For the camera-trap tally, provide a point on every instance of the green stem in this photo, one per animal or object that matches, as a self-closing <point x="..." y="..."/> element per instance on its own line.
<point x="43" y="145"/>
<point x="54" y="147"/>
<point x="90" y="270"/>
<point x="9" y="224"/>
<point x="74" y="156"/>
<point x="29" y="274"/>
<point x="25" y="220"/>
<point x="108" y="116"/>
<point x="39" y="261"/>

What needs to be done:
A complete and exact repetition of the entries is required.

Written response:
For the camera-trap tally, provide a point on every instance of the green stem in this photo, one per animal or object that matches, as a self-closing <point x="..." y="..."/> element per instance on its own line.
<point x="43" y="145"/>
<point x="54" y="147"/>
<point x="90" y="270"/>
<point x="9" y="224"/>
<point x="74" y="156"/>
<point x="29" y="274"/>
<point x="25" y="220"/>
<point x="108" y="116"/>
<point x="39" y="261"/>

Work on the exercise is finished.